### DOCUMENT SEGMENT

The Defendant avers that the initial lease between the Sheikh Ali Al'Amin as lessor and The Kenya Rayon Mills Limited registered on the 8th May 1964 had the following salient terms and conditions;
a. The lease was for a term of Ninety Nine years commencing on the First day of July One Thousand Nine Hundred and Sixty Three yielding and paying thereafter during the said term the net monthly rental of Kshs 530 payable in advance.
b. That the Lessee shall be at liberty to transfer, sublet, assign or part with the possession of the said premises or part thereof with the written consent of the Lessor first had and obtained but such consent shall not be unreasonably withheld in case of a respectable person company firm or corporation but no consent will be given for the erection of a church or as a bar.
c. If at any time the said rent hereinbefore reserved or any part thereof shall be in arrears and unpaid for ninety days after any of the days hereinbefore appointed for the payment of the same whether legally demanded or not or if there shall be any breach by the lessee of any of the conditions of this lease, the lessor may re-enter upon the said premises and immediately thereupon the said term.
That the Salient terms and conditions therein were to bind any subsequent lessee who was assigned, transferred or sublet the proprietary rights of the suit property. The defendant admits that the Sub-Division No.2419 (Original No. Part of 48) Section VI Mainland North situate in Mombasa Municipality was further subdivided on 30th December 1978 to Subdivisions Number 3045, 3070 and 3071 the subject of the present suit. Save to admit that Subdivision Number 3071 was subsequently transferred to Bahali Mills Limited and to the Plaintiff herein through a transfer dated 27th February 1997. That the Plaintiff was to comply with the terms, conditions and covenants contained in the initial lease registered on the 8th May 1964, the Defendant is a stranger to the terms and conditions between the Plaintiff and Bahali Mills Limited as contained in Paragraph 8 of the Plaint. That the Wakf of the Late Sheikh Ali Al-Min bin Ali had at all material times appointed and nominated Mr. Munir Mohamed Mazrui and Harith Al'Amin Mazrui as the lawful attorneys a fact that was at all material times at the knowledge of the Applicant herein. The Defendant denies the amount of Kshs 530 payable monthly as stipulated in the lease registered on the 8th May 1964 was cast in stone and incapable of being varied, re-assessed or enhanced until the expiry of the 99 years. The Defendant denies that the Plaintiff was authorized by the lawful attorneys of the Wakf of the Late Sheikh Ali Al-Min bin Ali to lease the suit property to Kenya Oil Company Limited or the Chargee Diamond Trust Bank Limited. The Defendant contends that the above transaction was unilaterally conducted by the Plaintiff without the knowledge of the Wakf or its appointed attorneys and thus they are null and void. The Defendant further avers that it’s a stranger to the averments that Mr. Munir Mohammed Mazrui ceased to be a lawful attorney of the Wakf the Late Sheikh Ali Al-Min bin Ali in 2012. The Defendant avers that the admission by the Plaintiff that the last rental payment was made in the year 2012, is irrefutable confirmation that it is in breach of Clause 6 of the lease registered on the 8th May 1964. Additionally, the admission that the Plaintiff is paid an approximate amount of USD 57,960/- annually by Kenya Oil Company Limited in an illegal lease from the lens of the trustees of the Wakf, renders a mockery the monthly rent of Kshs 530/- which the Plaintiff insists should be paid to the Defendant.

######

■ **GIVEN INSTRUCTION 1**
Which lines in the records below contain the word "tree"? Filter them out and copy each one.

### DATA ENTRIES

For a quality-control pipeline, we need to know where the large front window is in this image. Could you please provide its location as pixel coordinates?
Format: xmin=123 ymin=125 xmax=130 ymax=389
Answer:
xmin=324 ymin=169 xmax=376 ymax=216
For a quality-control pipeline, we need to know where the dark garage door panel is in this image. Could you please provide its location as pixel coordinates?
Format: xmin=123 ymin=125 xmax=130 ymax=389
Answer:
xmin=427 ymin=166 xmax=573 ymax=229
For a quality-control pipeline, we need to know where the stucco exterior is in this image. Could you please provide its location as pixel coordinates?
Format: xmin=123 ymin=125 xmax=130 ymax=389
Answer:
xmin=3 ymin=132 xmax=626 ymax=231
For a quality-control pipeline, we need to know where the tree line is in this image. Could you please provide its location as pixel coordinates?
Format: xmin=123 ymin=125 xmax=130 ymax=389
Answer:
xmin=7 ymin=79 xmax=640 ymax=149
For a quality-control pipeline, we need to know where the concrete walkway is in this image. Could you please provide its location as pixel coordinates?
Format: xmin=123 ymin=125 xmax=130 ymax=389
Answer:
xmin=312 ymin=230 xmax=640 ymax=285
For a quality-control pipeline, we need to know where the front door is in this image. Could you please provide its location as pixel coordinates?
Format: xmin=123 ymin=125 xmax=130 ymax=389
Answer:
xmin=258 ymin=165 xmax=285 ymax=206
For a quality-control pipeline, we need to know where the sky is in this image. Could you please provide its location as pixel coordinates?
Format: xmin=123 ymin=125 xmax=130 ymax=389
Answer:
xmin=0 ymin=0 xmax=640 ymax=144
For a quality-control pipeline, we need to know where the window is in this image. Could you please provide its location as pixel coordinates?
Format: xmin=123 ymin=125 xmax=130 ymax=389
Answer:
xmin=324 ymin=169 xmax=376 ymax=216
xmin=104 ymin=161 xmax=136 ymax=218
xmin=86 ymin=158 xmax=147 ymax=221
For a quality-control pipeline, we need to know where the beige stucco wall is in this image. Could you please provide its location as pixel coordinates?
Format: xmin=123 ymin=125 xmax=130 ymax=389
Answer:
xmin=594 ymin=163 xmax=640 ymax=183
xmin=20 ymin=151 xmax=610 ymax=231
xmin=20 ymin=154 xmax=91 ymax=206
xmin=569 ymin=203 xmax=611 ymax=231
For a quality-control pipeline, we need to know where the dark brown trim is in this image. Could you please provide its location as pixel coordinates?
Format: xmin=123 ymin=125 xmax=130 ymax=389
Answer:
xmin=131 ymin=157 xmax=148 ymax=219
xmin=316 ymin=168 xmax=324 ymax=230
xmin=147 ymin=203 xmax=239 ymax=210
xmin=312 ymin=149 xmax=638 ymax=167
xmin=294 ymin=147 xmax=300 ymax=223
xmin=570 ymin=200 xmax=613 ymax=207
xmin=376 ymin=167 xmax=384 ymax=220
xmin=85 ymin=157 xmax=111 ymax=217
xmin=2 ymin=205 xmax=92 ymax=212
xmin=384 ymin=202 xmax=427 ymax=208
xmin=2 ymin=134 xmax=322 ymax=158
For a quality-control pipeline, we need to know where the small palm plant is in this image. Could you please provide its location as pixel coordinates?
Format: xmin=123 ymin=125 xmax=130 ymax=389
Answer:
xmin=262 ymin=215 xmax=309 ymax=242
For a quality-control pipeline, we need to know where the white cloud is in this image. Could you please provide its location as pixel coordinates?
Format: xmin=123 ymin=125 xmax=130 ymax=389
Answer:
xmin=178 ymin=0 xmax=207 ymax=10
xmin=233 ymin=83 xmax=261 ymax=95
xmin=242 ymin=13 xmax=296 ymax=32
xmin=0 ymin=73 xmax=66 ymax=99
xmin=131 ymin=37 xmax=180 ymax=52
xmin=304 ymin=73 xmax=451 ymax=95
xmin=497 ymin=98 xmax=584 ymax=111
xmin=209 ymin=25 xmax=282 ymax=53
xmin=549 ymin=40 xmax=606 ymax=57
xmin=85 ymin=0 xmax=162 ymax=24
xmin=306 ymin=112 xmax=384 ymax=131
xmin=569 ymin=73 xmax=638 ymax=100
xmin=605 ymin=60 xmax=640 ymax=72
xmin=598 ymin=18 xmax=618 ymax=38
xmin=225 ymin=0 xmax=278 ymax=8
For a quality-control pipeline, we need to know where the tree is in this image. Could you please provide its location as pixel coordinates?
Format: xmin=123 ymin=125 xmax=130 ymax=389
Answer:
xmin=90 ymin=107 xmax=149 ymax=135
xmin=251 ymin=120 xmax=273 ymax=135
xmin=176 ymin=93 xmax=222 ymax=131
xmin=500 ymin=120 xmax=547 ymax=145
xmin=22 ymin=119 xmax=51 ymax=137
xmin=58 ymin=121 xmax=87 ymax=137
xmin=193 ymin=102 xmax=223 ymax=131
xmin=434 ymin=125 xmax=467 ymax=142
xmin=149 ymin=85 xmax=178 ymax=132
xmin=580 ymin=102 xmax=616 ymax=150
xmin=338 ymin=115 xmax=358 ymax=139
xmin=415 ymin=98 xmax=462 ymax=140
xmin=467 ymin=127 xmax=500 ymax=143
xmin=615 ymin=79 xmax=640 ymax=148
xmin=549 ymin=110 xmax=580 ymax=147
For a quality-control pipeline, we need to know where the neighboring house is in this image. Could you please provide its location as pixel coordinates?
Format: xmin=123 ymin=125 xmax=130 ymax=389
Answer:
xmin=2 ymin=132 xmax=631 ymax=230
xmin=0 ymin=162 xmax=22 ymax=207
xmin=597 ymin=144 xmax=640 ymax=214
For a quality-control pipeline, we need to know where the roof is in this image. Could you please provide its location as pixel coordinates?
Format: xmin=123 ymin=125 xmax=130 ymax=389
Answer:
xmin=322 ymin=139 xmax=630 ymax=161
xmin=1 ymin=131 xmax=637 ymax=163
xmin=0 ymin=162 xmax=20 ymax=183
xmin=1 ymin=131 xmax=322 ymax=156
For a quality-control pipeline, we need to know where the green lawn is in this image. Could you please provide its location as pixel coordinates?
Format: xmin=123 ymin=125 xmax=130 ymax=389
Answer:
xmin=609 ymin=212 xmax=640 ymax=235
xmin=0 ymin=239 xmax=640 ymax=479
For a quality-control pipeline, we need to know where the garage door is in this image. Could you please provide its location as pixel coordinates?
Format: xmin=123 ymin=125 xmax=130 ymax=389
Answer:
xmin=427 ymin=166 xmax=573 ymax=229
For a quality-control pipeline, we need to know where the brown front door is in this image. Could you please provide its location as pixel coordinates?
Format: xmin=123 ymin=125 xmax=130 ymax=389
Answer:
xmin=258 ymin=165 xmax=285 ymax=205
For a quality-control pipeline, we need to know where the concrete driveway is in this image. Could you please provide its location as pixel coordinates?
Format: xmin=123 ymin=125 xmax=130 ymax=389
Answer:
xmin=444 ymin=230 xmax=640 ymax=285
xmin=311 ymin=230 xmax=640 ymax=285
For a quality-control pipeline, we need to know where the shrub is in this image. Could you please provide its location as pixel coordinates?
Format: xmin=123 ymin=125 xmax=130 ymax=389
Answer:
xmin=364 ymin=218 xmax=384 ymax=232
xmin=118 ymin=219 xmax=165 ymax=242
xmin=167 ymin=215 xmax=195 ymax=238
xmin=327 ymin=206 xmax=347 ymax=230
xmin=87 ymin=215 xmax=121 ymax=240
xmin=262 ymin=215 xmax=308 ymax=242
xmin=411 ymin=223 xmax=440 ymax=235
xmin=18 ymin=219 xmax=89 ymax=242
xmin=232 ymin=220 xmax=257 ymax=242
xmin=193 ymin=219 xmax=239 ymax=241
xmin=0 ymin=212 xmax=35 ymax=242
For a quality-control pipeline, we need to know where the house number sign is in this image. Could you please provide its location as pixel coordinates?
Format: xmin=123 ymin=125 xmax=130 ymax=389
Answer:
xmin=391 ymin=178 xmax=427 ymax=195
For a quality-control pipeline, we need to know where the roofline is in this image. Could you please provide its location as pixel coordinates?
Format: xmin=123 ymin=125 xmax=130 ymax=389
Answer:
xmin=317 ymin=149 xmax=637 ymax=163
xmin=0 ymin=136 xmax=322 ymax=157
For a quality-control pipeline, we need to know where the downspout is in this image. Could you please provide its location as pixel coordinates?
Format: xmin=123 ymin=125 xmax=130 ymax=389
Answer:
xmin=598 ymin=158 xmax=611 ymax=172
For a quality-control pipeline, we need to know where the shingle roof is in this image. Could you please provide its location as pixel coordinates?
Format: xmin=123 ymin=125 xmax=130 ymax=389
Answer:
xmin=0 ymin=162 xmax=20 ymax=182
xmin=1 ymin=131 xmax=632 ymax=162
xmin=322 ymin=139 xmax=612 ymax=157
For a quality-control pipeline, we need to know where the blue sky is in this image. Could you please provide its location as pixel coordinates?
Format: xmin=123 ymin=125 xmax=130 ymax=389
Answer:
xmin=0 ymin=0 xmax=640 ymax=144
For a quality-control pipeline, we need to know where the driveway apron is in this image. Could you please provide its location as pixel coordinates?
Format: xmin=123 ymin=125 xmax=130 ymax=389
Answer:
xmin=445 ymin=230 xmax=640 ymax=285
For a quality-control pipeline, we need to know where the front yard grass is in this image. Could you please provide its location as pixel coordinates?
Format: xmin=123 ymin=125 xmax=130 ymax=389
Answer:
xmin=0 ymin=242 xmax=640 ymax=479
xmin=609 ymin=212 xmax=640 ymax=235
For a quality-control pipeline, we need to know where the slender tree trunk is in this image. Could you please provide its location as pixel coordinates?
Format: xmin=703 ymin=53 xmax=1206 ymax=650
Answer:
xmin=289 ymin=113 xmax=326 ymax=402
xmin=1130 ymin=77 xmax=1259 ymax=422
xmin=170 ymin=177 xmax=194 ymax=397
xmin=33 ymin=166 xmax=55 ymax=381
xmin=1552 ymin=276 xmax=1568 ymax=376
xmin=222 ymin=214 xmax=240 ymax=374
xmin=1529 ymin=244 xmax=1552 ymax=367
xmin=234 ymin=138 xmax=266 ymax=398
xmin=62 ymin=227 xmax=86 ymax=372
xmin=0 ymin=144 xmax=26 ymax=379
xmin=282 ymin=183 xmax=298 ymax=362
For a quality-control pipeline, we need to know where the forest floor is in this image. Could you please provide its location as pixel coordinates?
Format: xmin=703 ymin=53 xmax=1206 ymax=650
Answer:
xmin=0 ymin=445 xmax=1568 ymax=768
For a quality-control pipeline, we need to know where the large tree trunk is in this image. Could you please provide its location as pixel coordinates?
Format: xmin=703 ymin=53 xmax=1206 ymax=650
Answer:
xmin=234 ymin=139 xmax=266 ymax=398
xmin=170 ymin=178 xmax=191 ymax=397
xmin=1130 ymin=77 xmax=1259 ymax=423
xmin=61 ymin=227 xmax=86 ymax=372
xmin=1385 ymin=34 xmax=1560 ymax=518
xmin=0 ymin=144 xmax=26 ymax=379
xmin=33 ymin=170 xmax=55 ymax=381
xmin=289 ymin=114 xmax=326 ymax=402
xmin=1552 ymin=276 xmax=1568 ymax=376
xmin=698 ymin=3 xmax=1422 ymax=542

######

■ **GIVEN INSTRUCTION 2**
Could you condense the paragraph of the pleading beginning "b. That the Lessee shall be at liberty" into a brief list of its main points?

■ **CORRECT RESPONSE 1**
For a quality-control pipeline, we need to know where the tree line is in this image. Could you please provide its location as pixel coordinates?
For a quality-control pipeline, we need to know where the tree is in this image. Could you please provide its location as pixel coordinates?
For a quality-control pipeline, we need to know where the slender tree trunk is in this image. Could you please provide its location as pixel coordinates?
For a quality-control pipeline, we need to know where the large tree trunk is in this image. Could you please provide its location as pixel coordinates?

■ **CORRECT RESPONSE 2**
- The lessee may transfer, sublet, assign, or part with possession of all or part of the premises.
- The lessor's written consent must be obtained first.
- Consent will not be unreasonably withheld for a respectable person, company, firm, or corporation.
- No consent will be given for erecting a church or for use as a bar.